TEXTO FORNECIDO =
Nas ruas de Itabira as pedras traçam o caminho já descrito pelo poeta Carlos Drummond de Andrade em uma das placas expostas na cidade . O chão, as paredes e as portas dos casarões antigos brilham, como se fossem joias , que enchem os olhos e evocam uma certa magia poética. O vento traz uma nuvem de poeira que cobre tudo com um cobre cintilante. Resquício do minério de ferro extraído na cidade localizada ao leste da capital de Minas Gerais, também conhecida como "Cidade do Ferro". Ainda limpando os olhos em busca de mais uma placa com uma poesia de Drummond vejo em um poste um cartaz em preto e branco com letras em negrito " QUERO VIVER DE AMOR MAS TÔ MORRENDO DE SAUDADE".

LINHAS APRESENTADAS =
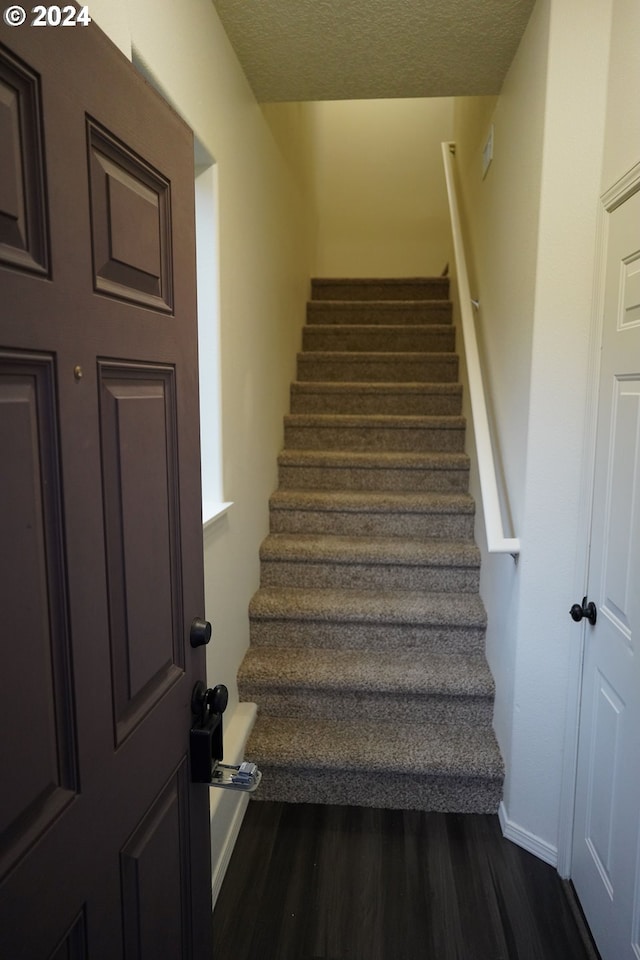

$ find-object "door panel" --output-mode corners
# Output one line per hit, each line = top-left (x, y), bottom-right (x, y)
(98, 360), (184, 744)
(572, 184), (640, 960)
(120, 763), (191, 960)
(87, 121), (173, 312)
(0, 352), (76, 872)
(0, 52), (48, 274)
(0, 16), (211, 960)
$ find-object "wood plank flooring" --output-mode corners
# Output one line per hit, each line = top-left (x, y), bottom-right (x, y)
(214, 801), (597, 960)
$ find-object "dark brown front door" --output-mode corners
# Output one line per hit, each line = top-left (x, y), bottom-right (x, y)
(0, 15), (211, 960)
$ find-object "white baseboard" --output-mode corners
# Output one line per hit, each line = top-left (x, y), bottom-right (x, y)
(498, 801), (558, 867)
(209, 703), (257, 906)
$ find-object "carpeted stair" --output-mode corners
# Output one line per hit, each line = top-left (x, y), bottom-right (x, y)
(238, 278), (503, 813)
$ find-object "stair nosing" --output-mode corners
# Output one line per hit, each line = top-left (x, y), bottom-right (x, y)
(260, 533), (480, 569)
(249, 587), (487, 630)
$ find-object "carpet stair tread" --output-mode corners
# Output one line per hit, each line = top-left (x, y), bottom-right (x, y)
(302, 323), (455, 353)
(260, 533), (480, 567)
(311, 277), (449, 301)
(270, 489), (475, 515)
(307, 300), (453, 326)
(247, 717), (504, 778)
(297, 350), (458, 383)
(238, 647), (494, 698)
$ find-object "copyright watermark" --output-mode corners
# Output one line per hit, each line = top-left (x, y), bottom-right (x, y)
(2, 4), (27, 27)
(2, 3), (91, 27)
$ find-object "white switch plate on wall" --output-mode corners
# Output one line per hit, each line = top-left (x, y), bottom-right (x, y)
(482, 124), (493, 180)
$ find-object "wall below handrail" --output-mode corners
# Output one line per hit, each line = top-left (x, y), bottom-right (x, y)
(442, 142), (520, 558)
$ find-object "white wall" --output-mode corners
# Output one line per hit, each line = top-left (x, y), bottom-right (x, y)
(311, 98), (454, 277)
(456, 0), (610, 862)
(91, 0), (315, 889)
(602, 0), (640, 192)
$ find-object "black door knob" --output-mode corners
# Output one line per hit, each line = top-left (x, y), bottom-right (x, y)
(189, 617), (211, 647)
(191, 680), (229, 719)
(569, 597), (598, 626)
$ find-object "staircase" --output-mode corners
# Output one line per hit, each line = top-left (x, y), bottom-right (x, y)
(238, 278), (503, 813)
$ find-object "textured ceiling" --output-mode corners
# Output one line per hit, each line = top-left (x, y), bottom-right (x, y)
(213, 0), (535, 103)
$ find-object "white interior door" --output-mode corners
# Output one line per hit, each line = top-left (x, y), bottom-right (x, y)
(572, 184), (640, 960)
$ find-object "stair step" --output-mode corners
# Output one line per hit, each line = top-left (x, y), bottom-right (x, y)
(311, 277), (449, 300)
(298, 350), (458, 383)
(302, 323), (456, 353)
(247, 717), (504, 813)
(238, 646), (494, 726)
(278, 450), (469, 492)
(291, 380), (462, 416)
(269, 490), (475, 540)
(249, 587), (487, 655)
(260, 533), (480, 593)
(307, 300), (452, 325)
(284, 413), (465, 453)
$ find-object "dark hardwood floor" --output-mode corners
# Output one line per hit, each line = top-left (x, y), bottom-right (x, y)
(214, 801), (597, 960)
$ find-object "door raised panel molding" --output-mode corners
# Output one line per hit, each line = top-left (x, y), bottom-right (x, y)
(50, 909), (89, 960)
(98, 360), (184, 745)
(601, 377), (640, 646)
(120, 759), (192, 960)
(87, 120), (173, 313)
(0, 352), (77, 877)
(619, 253), (640, 327)
(586, 673), (625, 897)
(0, 47), (49, 274)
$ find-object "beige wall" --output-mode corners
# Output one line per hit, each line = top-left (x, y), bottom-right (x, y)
(456, 0), (610, 862)
(602, 0), (640, 191)
(454, 5), (549, 796)
(310, 98), (453, 277)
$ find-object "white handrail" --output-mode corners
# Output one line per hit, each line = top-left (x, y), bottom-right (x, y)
(442, 143), (520, 557)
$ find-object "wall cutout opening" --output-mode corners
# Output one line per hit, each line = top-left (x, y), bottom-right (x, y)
(194, 137), (230, 526)
(131, 46), (231, 527)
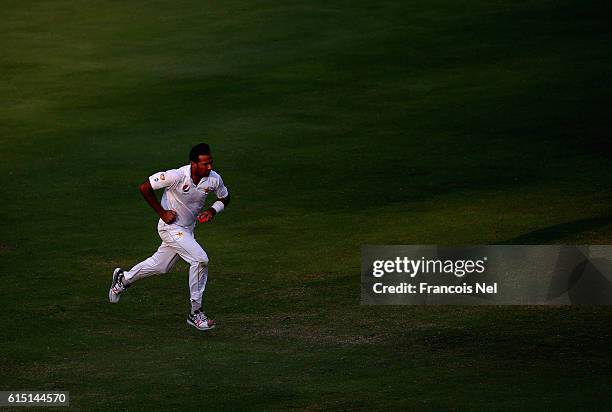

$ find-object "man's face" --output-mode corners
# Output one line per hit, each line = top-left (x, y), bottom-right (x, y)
(191, 155), (212, 178)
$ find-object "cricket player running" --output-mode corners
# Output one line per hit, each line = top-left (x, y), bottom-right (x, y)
(108, 143), (230, 330)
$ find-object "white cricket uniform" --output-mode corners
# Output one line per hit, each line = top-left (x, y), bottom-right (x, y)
(123, 165), (229, 310)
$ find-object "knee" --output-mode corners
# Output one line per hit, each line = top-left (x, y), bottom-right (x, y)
(191, 255), (208, 266)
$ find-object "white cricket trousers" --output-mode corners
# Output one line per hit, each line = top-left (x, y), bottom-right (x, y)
(123, 219), (208, 311)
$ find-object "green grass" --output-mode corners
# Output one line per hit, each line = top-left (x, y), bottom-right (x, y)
(0, 0), (612, 410)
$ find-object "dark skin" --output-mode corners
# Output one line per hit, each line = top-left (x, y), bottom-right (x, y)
(138, 155), (230, 224)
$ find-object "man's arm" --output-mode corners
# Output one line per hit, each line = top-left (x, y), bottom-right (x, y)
(138, 179), (176, 224)
(198, 193), (230, 223)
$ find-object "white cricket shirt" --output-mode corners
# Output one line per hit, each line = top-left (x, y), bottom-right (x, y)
(149, 165), (229, 230)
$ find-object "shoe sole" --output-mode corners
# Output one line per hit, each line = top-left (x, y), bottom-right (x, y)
(108, 268), (122, 303)
(187, 319), (217, 330)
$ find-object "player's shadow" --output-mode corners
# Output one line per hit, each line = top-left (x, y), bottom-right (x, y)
(495, 216), (612, 245)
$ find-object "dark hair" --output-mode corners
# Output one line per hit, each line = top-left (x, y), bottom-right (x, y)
(189, 143), (210, 163)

PEDIDO = Escreva a continuação do texto sobre as ruas de Itabira, começando logo depois da última frase. As linhas não têm nenhuma relação com o texto.

RESULTADO =
Tiro o celular da bolsa para fotografar a frase e sem notar a existência de um QR Code sou direcionada para a plataforma musical que tenho em meu aparelho para a música de Thiago SKP. Ali tinha um contato no Instragram de onde envio um direct para poder conhecer mais sobre seu trabalho.
O rapper itabirano traz em suas canções rimas e críticas sociais, bem como o conterrâneo Carlos, e muitas vezes denunciando a ação do homem na modificação da paisagem natural de Itabira. Suas músicas chamaram a atenção da ONG People's Palace Projects que ao tomar conhecimento da obra do artista o convidou para participar do filme " Vale", inspirado no livro "Arrastados" ,da jornalista Daniela Arbex, que narra a tragédia ambiental na barragem desativada da Mina do Córrego do Feijão na cidade de Brumadinho, que ceifou a vida de 270 pessoas e deixou um rastro de tristeza e destruição.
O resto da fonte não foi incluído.